═════ EXTRAIT DU TEXTE
Prologue

[Dessin de W.W. Lendon pour le livre de H. M. Walbrook, J. M.Barrie and the Theatre, F. V. White and Co. Ltd, 1922]

« Dieu nous a donné la mémoire afin que nous ayons des roses en décembre.  »

Cette citation pourrait servir d’épitomé à l’oeuvre et à la vie de J. M. Barrie. Nous avons deux vies : l’une prosaïque, l’autre poétique, comme la chaîne et la trame d’un métier à tisser, avec la main d’un démiurge qui fabrique le tissu de nos existences. La mémoire est le vaste territoire du Jamais et du Jamais-plus (cf. The Greenwood Hat), cet entre-deux de la création barrienne, les roses sont un hommage à Horace, bien entendu… 

Cette citation, qui n’est pas de Barrie, mais qu’il s’est appropriée, en quelque sorte, en l’incorporant au discours Courage (1922) a deux sources possibles. Elle pourrait à elle seule justifier l’oeuvre du génie écossais. Cette citation a, néanmoins, longtemps été attribuée à tort à Barrie. Elle est, en vérité, vraisemblablement inspirée de quelques vers de Geoffrey Anketall Studdert-Kennedy (1883-1929), prêtre anglican et poète anglais, connu aussi sous le surnom de « Woodbine Willie », en référence aux cigarettes Woodbine qu’il offrait aux soldats blessés ou mourants, sur le front, alors qu’il y officiait en tant qu’aumônier.

« Dieu a donné à Ses enfants la mémoire
Afin que dans le jardin de la vie il puisse y avoir
Des roses de juin en décembre. »
══════════
═════ DOCUMENTS FOURNIS
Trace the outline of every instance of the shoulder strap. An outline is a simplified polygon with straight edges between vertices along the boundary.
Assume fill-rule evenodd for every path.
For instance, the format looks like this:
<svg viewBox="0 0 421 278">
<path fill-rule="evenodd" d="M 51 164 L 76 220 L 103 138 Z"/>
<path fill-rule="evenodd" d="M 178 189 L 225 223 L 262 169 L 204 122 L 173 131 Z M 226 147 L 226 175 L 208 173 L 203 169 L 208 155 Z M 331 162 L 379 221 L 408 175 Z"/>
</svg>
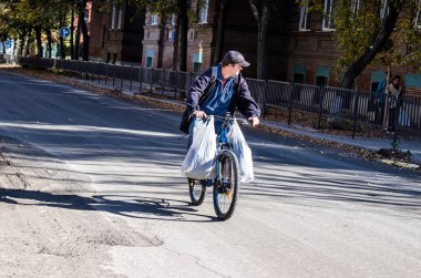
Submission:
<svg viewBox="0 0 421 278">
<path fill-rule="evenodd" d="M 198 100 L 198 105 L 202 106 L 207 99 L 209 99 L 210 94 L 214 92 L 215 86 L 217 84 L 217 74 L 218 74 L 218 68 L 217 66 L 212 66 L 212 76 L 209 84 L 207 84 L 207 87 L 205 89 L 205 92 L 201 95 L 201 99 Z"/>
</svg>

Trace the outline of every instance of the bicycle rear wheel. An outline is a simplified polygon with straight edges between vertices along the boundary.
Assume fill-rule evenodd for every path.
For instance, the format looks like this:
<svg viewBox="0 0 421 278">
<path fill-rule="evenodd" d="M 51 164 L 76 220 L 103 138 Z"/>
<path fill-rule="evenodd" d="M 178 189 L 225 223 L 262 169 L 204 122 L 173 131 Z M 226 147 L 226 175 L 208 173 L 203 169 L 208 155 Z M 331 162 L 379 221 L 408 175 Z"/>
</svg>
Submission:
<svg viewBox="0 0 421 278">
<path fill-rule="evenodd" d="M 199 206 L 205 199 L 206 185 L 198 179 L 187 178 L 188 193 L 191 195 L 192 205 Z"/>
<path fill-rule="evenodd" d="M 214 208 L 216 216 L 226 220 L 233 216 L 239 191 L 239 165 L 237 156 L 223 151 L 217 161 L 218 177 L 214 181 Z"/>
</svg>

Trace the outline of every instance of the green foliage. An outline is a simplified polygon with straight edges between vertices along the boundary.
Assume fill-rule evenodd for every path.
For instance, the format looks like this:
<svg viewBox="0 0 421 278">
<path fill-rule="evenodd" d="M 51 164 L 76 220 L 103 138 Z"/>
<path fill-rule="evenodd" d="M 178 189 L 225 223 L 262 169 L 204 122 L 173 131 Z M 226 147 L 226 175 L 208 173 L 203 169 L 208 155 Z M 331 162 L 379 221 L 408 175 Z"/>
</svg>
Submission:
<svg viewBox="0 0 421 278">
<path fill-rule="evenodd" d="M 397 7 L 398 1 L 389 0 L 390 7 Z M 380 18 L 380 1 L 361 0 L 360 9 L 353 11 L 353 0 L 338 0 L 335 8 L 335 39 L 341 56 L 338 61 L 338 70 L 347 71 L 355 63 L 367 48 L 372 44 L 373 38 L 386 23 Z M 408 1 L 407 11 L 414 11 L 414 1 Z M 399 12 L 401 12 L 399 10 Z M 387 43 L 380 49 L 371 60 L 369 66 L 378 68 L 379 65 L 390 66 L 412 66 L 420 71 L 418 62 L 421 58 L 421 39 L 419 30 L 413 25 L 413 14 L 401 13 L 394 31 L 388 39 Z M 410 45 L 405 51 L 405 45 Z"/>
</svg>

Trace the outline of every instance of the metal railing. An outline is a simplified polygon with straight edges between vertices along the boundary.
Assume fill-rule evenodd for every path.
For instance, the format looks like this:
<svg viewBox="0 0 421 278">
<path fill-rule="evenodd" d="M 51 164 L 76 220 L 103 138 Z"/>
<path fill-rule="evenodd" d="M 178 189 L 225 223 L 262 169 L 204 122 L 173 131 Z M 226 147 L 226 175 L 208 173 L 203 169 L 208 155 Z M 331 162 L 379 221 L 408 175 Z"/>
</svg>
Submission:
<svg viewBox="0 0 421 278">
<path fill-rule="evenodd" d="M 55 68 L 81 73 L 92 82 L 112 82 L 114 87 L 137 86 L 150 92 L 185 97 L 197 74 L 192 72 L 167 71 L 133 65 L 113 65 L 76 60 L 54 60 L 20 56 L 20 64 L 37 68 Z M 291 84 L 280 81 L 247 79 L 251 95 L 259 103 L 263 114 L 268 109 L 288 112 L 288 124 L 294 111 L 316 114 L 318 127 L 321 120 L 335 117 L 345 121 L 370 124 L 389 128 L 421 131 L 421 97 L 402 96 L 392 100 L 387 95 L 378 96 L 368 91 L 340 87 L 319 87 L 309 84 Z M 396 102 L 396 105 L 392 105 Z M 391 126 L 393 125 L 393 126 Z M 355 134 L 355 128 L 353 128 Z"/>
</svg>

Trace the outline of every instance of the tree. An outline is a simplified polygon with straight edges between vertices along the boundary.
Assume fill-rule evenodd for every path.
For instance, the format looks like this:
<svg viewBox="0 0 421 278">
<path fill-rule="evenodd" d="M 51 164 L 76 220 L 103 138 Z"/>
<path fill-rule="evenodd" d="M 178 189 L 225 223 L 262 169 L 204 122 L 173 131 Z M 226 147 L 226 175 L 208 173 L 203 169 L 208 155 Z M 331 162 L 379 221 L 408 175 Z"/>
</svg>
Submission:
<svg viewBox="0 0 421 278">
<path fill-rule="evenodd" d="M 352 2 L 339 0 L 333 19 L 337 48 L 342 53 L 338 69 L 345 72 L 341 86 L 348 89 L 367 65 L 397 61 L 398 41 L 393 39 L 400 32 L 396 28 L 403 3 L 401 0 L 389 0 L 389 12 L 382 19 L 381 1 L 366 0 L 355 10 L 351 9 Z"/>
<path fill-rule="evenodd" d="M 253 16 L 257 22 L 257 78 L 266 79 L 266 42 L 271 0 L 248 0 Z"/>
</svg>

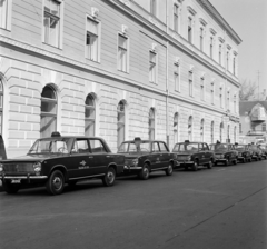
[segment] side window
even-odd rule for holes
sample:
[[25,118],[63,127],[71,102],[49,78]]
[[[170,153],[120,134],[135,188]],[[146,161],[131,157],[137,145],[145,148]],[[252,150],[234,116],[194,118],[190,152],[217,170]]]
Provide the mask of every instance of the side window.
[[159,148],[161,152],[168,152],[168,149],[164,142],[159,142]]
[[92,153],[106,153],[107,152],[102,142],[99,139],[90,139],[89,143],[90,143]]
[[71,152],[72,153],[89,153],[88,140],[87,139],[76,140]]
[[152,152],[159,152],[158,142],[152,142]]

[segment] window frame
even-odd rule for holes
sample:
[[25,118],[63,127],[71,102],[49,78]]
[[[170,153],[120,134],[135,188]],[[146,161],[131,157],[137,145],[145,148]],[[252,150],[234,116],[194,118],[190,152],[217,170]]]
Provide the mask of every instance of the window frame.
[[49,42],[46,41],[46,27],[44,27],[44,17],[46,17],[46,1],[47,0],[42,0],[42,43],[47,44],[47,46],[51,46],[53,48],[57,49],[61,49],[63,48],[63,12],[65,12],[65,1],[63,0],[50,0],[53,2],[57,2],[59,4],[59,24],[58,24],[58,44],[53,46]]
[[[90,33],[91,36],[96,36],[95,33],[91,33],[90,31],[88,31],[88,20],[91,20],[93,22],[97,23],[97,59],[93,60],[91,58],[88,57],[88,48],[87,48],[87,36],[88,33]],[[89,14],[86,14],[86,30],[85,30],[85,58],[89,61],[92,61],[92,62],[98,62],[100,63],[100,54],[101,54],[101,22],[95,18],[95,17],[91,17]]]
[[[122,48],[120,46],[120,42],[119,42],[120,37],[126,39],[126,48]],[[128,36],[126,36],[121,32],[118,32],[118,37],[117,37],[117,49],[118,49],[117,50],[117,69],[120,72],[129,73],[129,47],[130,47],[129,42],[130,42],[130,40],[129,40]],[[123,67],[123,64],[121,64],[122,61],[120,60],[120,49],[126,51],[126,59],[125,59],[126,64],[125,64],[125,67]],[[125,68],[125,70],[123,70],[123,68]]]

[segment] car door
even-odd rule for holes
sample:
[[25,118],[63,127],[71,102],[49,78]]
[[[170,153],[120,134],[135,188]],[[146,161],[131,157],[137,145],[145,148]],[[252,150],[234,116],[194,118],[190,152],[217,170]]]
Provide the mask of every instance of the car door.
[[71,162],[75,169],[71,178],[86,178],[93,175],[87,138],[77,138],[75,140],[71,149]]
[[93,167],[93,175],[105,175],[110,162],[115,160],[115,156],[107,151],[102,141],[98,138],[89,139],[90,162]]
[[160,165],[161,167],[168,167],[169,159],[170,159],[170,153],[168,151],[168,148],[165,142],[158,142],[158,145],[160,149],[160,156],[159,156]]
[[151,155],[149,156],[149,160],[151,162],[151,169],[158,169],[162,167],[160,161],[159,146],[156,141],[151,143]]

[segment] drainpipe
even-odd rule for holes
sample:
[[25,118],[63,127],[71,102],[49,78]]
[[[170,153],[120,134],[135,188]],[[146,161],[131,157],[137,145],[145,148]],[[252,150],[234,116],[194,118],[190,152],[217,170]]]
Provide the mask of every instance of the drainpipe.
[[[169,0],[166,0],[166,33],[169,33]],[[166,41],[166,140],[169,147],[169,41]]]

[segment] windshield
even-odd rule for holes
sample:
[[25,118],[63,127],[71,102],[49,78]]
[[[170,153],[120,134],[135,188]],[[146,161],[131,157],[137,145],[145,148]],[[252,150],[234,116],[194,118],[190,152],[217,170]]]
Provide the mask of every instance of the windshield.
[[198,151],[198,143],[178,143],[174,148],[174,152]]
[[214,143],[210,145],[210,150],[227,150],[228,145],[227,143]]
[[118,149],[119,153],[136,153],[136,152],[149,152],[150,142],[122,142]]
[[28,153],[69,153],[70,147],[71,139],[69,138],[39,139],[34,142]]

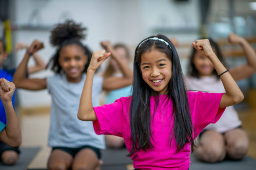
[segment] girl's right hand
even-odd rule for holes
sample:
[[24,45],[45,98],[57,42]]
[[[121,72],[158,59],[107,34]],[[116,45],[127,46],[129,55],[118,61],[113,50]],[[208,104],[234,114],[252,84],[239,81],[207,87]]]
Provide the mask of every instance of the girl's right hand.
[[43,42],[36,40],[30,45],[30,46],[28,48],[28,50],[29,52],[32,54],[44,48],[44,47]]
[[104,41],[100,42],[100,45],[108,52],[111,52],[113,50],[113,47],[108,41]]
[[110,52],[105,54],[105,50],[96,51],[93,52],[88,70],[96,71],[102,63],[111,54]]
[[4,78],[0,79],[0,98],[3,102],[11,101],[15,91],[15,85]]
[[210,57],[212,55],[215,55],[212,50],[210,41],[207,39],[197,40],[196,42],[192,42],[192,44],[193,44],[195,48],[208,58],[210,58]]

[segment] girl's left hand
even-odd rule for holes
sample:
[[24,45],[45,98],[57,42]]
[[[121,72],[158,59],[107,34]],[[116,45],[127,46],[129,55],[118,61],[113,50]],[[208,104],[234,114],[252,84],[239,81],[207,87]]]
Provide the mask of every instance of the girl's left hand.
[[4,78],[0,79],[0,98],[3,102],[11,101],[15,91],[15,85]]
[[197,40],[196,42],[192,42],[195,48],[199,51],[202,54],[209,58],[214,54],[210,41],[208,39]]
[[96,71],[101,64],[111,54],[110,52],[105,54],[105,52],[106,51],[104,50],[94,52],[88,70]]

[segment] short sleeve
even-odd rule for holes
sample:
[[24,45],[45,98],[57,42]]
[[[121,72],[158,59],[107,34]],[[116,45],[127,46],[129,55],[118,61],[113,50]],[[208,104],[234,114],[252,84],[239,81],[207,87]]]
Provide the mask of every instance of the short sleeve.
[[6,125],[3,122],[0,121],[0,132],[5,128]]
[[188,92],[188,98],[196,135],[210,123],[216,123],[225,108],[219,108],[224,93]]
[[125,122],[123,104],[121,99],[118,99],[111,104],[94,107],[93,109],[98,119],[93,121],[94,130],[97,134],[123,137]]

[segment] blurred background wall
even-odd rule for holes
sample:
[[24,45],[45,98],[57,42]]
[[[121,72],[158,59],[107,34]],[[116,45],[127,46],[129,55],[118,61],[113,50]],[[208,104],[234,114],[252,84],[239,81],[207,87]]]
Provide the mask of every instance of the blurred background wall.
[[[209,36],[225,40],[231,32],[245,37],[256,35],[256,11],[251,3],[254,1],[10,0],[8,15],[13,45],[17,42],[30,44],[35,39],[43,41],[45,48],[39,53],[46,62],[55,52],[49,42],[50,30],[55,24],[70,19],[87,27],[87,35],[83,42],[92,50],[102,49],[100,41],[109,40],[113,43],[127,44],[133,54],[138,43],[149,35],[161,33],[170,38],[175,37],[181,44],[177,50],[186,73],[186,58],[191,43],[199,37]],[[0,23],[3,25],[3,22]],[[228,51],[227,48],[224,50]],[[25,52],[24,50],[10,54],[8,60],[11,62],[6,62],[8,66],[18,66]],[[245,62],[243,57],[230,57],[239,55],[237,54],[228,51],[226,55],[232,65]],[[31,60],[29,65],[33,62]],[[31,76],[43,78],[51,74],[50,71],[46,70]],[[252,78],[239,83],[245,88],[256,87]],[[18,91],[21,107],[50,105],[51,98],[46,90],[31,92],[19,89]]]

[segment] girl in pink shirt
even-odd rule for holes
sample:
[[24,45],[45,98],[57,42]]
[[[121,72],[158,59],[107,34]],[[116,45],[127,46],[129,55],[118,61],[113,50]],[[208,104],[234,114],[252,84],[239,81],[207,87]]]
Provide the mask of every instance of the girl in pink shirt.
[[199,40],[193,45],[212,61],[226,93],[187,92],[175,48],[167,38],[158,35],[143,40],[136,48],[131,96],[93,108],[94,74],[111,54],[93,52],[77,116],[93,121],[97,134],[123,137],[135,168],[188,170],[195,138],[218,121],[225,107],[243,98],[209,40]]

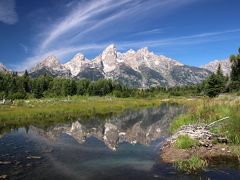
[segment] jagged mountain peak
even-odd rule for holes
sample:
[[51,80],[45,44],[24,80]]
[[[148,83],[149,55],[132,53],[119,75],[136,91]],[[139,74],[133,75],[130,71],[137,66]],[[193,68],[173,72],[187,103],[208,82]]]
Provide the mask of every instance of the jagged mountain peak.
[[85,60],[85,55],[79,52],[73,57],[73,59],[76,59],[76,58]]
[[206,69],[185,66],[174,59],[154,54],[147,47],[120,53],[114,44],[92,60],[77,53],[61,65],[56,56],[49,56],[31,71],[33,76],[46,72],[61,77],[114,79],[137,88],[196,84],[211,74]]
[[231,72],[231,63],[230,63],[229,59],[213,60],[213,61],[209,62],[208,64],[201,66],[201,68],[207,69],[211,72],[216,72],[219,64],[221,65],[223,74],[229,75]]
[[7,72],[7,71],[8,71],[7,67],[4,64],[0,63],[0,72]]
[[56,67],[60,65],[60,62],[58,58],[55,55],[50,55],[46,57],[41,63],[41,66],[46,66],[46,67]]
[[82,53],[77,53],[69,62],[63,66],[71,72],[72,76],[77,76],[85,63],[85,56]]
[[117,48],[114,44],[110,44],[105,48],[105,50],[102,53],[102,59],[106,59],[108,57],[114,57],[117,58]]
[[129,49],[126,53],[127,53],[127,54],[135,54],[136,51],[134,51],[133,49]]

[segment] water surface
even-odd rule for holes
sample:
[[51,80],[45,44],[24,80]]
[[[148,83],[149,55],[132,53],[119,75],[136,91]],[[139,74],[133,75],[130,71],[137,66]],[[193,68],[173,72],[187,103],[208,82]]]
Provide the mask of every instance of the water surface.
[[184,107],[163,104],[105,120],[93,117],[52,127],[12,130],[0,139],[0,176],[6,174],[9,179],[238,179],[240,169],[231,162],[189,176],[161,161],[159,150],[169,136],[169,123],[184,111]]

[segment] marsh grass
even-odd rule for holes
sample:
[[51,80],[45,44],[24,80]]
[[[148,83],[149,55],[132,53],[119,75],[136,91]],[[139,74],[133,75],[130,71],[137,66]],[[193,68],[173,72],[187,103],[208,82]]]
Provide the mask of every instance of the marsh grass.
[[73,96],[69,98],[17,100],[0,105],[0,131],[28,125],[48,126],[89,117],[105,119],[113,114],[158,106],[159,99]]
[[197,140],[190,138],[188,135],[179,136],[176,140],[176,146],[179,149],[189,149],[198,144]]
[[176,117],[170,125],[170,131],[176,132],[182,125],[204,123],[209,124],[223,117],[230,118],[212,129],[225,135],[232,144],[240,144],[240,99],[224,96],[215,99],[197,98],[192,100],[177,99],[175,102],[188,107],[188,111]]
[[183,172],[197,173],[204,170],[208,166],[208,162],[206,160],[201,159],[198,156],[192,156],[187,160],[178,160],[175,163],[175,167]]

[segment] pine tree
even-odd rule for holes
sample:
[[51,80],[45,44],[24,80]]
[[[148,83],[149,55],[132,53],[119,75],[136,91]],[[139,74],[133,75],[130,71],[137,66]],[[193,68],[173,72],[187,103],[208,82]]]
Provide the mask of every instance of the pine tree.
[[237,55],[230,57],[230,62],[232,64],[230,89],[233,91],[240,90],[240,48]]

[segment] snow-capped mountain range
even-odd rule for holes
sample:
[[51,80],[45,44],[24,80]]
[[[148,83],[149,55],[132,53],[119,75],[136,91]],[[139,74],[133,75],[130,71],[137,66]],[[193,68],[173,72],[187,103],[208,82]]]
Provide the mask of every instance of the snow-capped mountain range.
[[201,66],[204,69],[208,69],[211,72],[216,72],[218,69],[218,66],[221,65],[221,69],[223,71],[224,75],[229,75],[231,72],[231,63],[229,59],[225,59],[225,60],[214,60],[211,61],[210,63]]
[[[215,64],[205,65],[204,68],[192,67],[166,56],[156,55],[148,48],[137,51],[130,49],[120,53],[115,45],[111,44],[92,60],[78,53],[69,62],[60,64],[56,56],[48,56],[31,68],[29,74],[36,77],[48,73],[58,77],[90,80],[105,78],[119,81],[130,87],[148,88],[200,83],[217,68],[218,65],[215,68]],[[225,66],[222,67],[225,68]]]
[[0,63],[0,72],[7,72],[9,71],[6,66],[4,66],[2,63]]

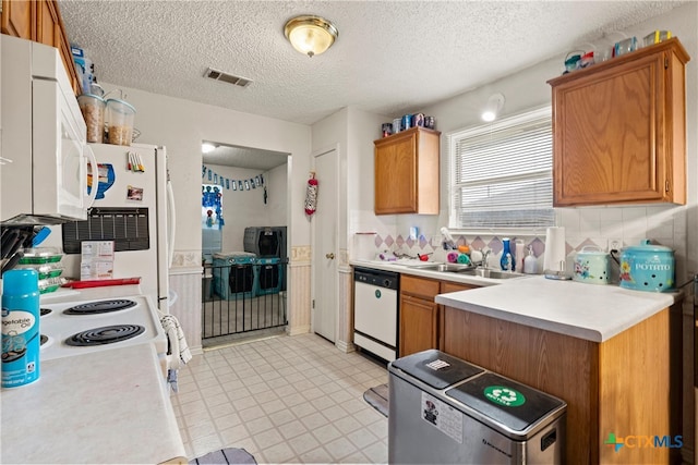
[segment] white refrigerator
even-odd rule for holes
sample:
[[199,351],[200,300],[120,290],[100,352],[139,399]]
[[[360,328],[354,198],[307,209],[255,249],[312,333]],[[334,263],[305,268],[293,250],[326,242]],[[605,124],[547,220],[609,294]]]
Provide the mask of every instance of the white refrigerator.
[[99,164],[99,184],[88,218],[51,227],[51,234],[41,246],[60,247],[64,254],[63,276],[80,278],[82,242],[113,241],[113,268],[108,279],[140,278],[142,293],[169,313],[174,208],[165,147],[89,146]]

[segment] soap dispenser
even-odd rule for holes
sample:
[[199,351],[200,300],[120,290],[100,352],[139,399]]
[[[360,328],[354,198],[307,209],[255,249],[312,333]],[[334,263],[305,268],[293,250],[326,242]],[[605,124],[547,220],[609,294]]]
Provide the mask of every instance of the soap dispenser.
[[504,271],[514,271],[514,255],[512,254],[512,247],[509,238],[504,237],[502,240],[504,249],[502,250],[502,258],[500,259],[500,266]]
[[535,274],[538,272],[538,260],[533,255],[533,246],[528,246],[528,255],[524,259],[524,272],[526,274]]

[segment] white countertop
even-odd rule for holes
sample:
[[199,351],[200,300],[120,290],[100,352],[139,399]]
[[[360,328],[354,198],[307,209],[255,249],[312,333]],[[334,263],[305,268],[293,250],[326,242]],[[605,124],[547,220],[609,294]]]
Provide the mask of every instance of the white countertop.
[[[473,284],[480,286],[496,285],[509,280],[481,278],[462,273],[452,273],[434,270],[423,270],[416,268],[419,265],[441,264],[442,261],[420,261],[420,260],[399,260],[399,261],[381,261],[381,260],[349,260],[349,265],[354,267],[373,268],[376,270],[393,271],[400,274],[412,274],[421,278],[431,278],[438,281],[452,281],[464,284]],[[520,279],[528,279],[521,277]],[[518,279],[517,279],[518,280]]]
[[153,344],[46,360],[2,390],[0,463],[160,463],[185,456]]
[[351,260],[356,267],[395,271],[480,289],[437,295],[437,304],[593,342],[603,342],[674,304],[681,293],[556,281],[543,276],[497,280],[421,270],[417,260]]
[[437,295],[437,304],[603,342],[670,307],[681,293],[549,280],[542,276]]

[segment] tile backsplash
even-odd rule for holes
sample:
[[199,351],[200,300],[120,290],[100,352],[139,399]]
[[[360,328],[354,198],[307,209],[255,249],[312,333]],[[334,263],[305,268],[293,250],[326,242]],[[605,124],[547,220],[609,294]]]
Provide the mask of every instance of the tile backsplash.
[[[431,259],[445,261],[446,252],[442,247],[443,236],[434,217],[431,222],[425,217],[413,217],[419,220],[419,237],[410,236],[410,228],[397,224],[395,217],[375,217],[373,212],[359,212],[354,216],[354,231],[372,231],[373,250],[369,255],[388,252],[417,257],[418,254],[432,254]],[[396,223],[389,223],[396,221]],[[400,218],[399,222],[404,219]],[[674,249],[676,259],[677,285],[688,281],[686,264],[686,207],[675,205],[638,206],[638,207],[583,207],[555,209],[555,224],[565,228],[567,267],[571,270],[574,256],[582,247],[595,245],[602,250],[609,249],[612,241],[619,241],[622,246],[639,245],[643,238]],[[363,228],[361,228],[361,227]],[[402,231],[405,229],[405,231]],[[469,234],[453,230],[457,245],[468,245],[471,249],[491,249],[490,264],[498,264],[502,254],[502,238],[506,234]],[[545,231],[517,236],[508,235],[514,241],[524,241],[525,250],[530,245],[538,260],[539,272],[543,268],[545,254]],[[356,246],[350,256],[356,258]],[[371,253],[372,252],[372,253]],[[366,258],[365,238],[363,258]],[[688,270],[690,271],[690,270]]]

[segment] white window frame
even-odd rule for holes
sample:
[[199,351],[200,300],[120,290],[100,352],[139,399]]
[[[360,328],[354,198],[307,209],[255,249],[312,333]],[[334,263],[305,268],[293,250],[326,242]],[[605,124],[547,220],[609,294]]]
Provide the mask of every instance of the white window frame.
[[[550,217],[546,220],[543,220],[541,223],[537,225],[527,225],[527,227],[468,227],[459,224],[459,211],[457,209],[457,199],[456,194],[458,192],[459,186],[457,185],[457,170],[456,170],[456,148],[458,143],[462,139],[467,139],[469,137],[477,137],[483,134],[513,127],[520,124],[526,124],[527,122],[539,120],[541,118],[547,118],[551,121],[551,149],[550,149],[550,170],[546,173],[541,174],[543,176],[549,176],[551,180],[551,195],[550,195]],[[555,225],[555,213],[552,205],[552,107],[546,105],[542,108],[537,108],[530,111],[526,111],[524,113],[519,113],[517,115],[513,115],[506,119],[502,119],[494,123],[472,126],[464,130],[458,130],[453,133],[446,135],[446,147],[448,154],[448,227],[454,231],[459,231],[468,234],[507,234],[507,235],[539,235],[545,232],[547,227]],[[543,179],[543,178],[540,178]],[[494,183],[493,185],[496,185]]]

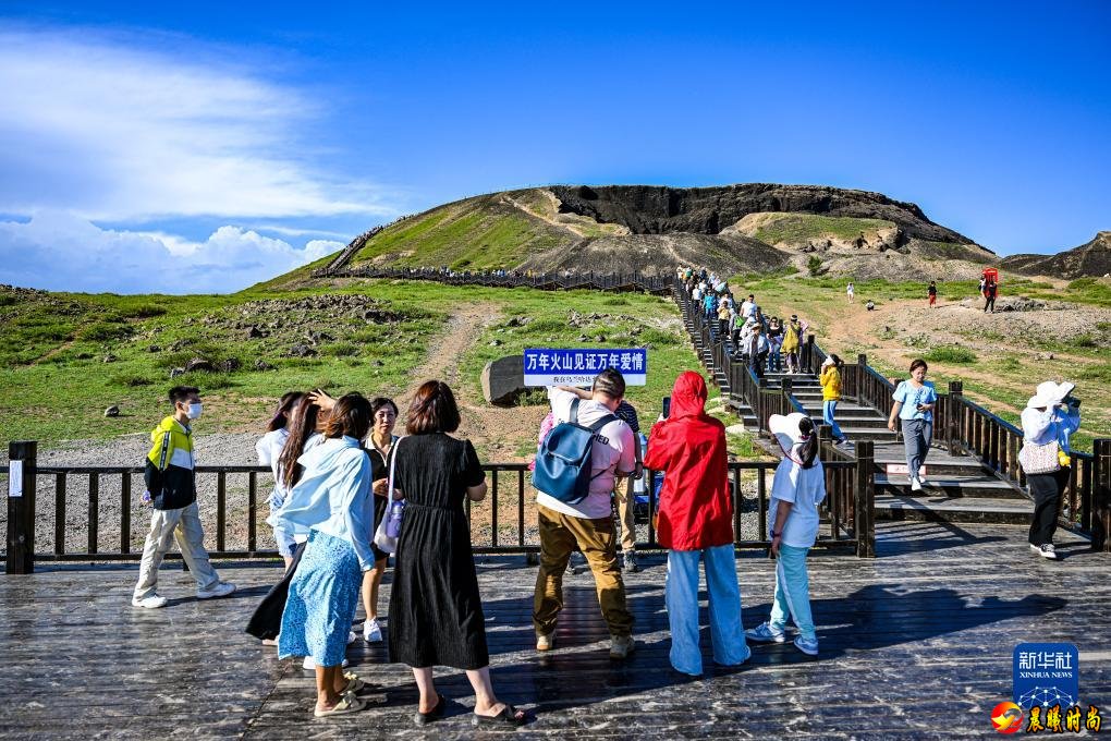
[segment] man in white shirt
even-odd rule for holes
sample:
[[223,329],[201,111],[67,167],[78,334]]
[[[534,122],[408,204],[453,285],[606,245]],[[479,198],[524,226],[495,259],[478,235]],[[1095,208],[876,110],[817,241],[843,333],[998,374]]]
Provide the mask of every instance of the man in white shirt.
══════════
D'après l'extrait sur J. M. Barrie, dans quel discours Barrie a-t-il repris la citation sur les roses en décembre ?

◆ **CORRIGÉ**:
Dans son discours Courage, en 1922.